Myriad things and I share the same body. Myriaden von Dingen und ich teilen den gleichen Körper. So our practice is always, you know, we could say that our practice is always to make sense of a statement like that. Und unsere Praxis ist immer herauszufinden, was so eine Aussage bedeutet. Maybe sense is the wrong word, but to feel or live how that is true. Let's not say how it's true, let's say how it might be true. Because truth is something where whatever truth is, it's... something we're always in the process of trying to find out. And, you know, in Zen, there's actually nothing to believe.

[02:07]

So Zen is something we do, it's not something we believe. You could even say Zen is the practice of asking what is going on. How do we ask this question, what is going on? So in these first lectures of this practice month, I'm trying to look in a very basic way at what our practice is. So one of the things I've been speaking about implicitly and explicitly is that there's no objects, everything is a relational object.

[03:36]

No, I think probably most of us understand that. But is it a view that's really the most fundamental view in our thinking and acting? Or do we know that sort of, but in fact act and live our life with the feeling that, yeah, there is an objective world and so forth? And I want to be careful when I say these things. Because in lots of ways we come into Zen practice because we just want to live in this objective world.

[04:40]

Yeah, wash the dishes, look at the world without too many ideas and so forth. When I walk down the hall in this building, What am I doing? Walking down the hall in this building. Sometimes we can feel that more fully in a movie, in a film, than we can in our own activity. Say that a movie opens with a camera somehow going down a hall. And you feel the... And you wonder what's going to happen next.

DIRECTIVE A
Do these statements agree with the Zen talk? Answer yes or no for each, quoting the words of the talk that decide it. (i) Zen is described as something we believe. (ii) In Zen there is nothing to believe. (iii) We can sometimes feel walking down a hall more fully in a film than in our own activity.

RECORDED INFORMATION
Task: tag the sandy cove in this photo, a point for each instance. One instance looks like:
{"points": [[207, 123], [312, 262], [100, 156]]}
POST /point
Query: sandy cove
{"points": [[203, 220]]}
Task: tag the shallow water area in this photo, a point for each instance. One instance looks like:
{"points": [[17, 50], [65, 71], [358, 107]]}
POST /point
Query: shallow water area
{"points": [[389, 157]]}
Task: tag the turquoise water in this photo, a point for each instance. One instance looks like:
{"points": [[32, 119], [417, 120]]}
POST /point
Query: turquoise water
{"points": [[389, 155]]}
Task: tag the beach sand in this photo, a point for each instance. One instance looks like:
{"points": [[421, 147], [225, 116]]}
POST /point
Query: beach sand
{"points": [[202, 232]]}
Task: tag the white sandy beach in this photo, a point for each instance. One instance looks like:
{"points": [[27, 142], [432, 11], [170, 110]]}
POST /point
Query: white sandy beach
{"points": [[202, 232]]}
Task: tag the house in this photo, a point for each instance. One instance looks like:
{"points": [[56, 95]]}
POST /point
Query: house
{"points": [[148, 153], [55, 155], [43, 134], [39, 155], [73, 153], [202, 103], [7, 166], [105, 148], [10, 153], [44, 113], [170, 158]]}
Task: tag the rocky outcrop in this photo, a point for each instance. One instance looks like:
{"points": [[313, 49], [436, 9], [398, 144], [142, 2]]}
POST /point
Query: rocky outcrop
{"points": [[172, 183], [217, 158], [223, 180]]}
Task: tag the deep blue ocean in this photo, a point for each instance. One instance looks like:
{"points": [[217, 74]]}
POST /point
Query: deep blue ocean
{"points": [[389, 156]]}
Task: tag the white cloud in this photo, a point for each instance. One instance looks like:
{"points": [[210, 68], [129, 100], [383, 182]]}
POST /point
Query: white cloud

DIRECTIVE B
Quote the lines of the listing word for word, starting at the line containing "Task: tag the rocky" and ending at the listing's last line.

WORKED ANSWER A
(i) No: "So Zen is something we do, it's not something we believe."
(ii) Yes: "And, you know, in Zen, there's actually nothing to believe."
(iii) Yes: "Sometimes we can feel that more fully in a movie, in a film, than we can in our own activity."

WORKED ANSWER B
Task: tag the rocky outcrop in this photo, a point for each instance. One instance looks like:
{"points": [[313, 49], [436, 9], [398, 144], [142, 2]]}
POST /point
Query: rocky outcrop
{"points": [[172, 183], [217, 158], [223, 180]]}
Task: tag the deep blue ocean in this photo, a point for each instance. One instance looks like:
{"points": [[217, 74]]}
POST /point
Query: deep blue ocean
{"points": [[389, 156]]}
Task: tag the white cloud in this photo, a point for each instance. One instance looks like:
{"points": [[210, 68], [129, 100], [383, 182]]}
POST /point
Query: white cloud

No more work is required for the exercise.